Records of labeled points:
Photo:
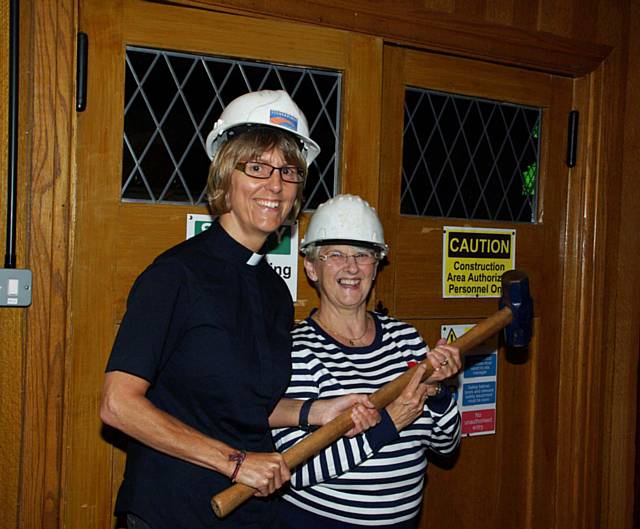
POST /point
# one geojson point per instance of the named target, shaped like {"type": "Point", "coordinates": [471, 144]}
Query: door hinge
{"type": "Point", "coordinates": [82, 58]}
{"type": "Point", "coordinates": [572, 138]}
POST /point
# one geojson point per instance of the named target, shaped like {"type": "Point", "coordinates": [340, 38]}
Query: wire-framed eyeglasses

__WHAT IS BEING ASKED__.
Convert all of the entries above into a numbered list with one line per item, omitting any blank lines. Leave the pictures out of the list.

__OUTPUT OF THE TASK__.
1. Photo:
2. POST /point
3. # one geojson point per instance of the named target, shaped like {"type": "Point", "coordinates": [471, 144]}
4. Query: door hinge
5. {"type": "Point", "coordinates": [82, 58]}
6. {"type": "Point", "coordinates": [572, 138]}
7. POST /point
8. # one geojson point per instance of the named target, shaped like {"type": "Point", "coordinates": [340, 38]}
9. Query: wire-framed eyeglasses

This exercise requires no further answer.